EXERCISE INPUT
** Start **
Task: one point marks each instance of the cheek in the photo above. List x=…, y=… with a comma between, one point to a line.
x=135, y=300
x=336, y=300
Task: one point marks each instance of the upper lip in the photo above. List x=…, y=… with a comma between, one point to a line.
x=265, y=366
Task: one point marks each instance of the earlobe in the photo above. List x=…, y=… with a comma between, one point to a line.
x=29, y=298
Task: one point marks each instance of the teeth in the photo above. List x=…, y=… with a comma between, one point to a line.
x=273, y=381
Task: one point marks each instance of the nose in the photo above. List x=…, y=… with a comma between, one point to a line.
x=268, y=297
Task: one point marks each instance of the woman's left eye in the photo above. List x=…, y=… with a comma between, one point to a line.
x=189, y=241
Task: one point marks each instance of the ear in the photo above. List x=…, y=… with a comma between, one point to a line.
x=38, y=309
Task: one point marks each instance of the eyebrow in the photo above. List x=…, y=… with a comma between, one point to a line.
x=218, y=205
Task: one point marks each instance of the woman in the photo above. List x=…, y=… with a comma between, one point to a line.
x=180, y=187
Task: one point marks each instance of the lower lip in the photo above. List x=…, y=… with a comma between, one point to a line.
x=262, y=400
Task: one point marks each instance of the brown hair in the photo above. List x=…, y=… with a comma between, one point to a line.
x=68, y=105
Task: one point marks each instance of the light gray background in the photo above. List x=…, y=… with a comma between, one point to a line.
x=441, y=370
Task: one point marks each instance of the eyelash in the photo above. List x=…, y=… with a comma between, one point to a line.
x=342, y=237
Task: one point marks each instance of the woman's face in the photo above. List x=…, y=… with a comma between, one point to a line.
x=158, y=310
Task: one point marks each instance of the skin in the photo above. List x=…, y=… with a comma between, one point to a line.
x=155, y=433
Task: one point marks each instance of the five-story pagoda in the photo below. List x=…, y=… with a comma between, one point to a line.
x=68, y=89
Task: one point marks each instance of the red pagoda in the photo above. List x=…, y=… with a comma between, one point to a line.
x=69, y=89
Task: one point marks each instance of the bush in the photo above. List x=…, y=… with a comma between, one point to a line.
** End **
JOB
Give back the whole listing exactly as it reads.

RIGHT ANSWER
Task: one point marks each instance of the cheek in the photo above. List x=…, y=… with a comma between, one point to a line.
x=135, y=300
x=336, y=300
Task: one point marks each instance of the upper lip in the photo above. List x=…, y=… with a comma between, one point to a line.
x=265, y=366
Task: one point marks each instance of the earlobe in the photo above. List x=…, y=… with a comma between, one point to a line.
x=29, y=298
Task: one point marks each instance of the teeth in the photo above. List x=…, y=… with a comma between, one point to a line.
x=273, y=381
Task: one point marks each instance of the nose in the photo above. List x=…, y=… with a comma between, one point to a line.
x=268, y=297
Task: one point marks each instance of the woman's left eye in the photo above. List x=…, y=… with a comma between, one point to a line.
x=189, y=241
Task: one point marks each instance of the ear in the photo above. List x=…, y=… with a comma between, one point to a line.
x=38, y=309
Task: one point marks each instance of the eyebrow in the photo above. List x=…, y=… with a comma between, one point to a line.
x=218, y=205
Task: one point marks each instance of the woman in the photo above. List x=…, y=… with a comma between, one point to a line.
x=180, y=187
Task: one point marks each instance of the lower lip in the photo above. List x=…, y=… with a comma between, one point to a line.
x=262, y=400
Task: one point marks each instance of the brown hair in the photo above. List x=…, y=… with a comma between, one point to a line.
x=68, y=105
Task: one point marks each instance of the light gray background in the photo above. List x=…, y=… with a comma between, one point to a line.
x=441, y=370
Task: one point marks each instance of the eyelash in the photo above. List x=…, y=… with a comma between, one point to a line.
x=342, y=237
Task: one point marks each instance of the woman's face in the photo above. List x=…, y=… with a comma between, one point to a line.
x=158, y=310
Task: one point marks each instance of the skin in the photo above. List x=…, y=… with a comma between, one point to a line.
x=155, y=433
Task: one point marks each instance of the five-story pagoda in the photo below. List x=…, y=… with a comma between, one point to a line.
x=68, y=89
Task: one point marks each instance of the red pagoda in the photo above. List x=…, y=… with a comma between, one point to a line.
x=69, y=89
Task: one point marks each instance of the bush in the photo above. List x=…, y=… with a comma between, one point to a line.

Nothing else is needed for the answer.